**** Entries provided
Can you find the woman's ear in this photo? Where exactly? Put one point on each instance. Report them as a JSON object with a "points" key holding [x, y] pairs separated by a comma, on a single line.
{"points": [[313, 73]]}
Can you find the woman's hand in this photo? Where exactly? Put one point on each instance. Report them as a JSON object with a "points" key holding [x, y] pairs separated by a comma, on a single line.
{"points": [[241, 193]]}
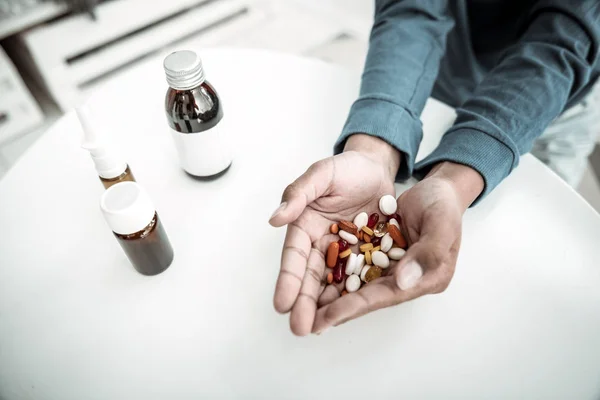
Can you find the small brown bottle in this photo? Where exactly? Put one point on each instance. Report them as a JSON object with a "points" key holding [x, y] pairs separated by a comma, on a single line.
{"points": [[194, 113], [110, 167], [131, 216]]}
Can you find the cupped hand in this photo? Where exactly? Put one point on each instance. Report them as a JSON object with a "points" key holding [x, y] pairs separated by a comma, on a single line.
{"points": [[331, 190], [431, 214]]}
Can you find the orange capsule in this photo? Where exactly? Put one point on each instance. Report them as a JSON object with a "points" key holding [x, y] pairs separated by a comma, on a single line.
********
Pictures are to be left out, while the records are copied word for word.

Can you find the woman's ear in this photo? Where exactly? Put one point on each instance. Report them as a JSON object with a "points" key holding [x, y] pairs separated by a comma, on a single line.
{"points": [[313, 73]]}
Can you find the woman's hand in this photo? Where exactly? Put one point on each instance. Report them as a JSON object with a "points" key holding [x, y] pairs separated by a comma, on a single line.
{"points": [[241, 193]]}
Can you find the small brown bottle in this photo? Where exactly? Put one point on each instance. Report them as a JSON object with a "points" key holding [x, y] pairs separated by a comma, on a single line.
{"points": [[194, 113], [110, 167], [131, 216]]}
Can you find the cupped hand in this photo? Where exactly? Put one point on each instance. Report them as a JSON object with a "points" key holding [x, y] pairs separated by a comma, on a single line.
{"points": [[331, 190], [431, 214]]}
Can you find the orange capsule in this photo? Where exactly? Put one point on each instance. Report them as a JSON object with a "points" key holding [x, y] pairs separated by a comma, on a single line.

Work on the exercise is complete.